Report each line of the rows below that contains the word "statue", reproducing every such line in full.

__Excerpts from a pointing dataset__:
....

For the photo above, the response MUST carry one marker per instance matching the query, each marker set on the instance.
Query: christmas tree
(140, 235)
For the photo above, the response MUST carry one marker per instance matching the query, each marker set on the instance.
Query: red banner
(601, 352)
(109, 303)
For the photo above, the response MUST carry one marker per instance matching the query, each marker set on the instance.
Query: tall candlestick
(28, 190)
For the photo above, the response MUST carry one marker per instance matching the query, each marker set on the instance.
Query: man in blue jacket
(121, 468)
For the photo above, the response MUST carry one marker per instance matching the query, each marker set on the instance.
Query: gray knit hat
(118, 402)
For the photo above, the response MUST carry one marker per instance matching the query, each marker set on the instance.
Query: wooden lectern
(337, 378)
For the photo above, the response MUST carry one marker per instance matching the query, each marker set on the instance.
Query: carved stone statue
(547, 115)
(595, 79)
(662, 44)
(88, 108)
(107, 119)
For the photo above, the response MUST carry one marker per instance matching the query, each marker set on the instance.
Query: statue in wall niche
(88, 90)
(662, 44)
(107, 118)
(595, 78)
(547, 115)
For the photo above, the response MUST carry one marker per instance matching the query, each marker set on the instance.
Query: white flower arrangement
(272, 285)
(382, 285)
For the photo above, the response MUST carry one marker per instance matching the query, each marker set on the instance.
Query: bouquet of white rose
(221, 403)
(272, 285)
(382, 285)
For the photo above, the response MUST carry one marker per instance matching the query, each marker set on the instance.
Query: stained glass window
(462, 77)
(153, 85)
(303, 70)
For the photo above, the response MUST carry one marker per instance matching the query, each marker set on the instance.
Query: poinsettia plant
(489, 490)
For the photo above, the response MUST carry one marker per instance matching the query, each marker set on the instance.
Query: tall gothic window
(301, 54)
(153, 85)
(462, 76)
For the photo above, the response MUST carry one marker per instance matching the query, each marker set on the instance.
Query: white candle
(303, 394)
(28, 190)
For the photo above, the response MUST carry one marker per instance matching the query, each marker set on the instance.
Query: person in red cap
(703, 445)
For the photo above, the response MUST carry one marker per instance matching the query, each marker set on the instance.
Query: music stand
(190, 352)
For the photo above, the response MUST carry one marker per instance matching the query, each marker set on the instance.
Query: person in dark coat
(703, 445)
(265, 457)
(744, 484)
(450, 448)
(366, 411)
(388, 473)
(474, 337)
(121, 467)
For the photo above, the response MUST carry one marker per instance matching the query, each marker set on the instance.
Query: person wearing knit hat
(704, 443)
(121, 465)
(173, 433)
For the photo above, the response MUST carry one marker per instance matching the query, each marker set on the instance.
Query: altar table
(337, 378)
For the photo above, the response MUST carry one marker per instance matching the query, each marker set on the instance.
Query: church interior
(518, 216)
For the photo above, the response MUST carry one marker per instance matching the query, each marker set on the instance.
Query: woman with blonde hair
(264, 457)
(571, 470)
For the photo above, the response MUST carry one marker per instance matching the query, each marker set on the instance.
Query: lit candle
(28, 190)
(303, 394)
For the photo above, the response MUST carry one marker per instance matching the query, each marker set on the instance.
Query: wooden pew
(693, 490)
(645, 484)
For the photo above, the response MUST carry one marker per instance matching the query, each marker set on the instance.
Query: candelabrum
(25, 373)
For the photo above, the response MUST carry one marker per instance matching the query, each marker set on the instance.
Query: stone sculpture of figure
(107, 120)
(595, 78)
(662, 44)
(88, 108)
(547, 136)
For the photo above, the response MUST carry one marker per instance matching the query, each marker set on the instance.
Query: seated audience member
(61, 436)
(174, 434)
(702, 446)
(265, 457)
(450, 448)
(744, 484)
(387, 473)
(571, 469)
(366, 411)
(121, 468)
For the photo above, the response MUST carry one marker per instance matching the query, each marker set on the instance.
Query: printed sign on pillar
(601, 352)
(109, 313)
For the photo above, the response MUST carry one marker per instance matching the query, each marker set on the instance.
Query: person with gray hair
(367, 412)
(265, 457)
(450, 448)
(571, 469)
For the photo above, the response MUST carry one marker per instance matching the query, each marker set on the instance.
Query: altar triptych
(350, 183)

....

__Response to the task__:
Query: carved stone statue
Query: statue in wall niche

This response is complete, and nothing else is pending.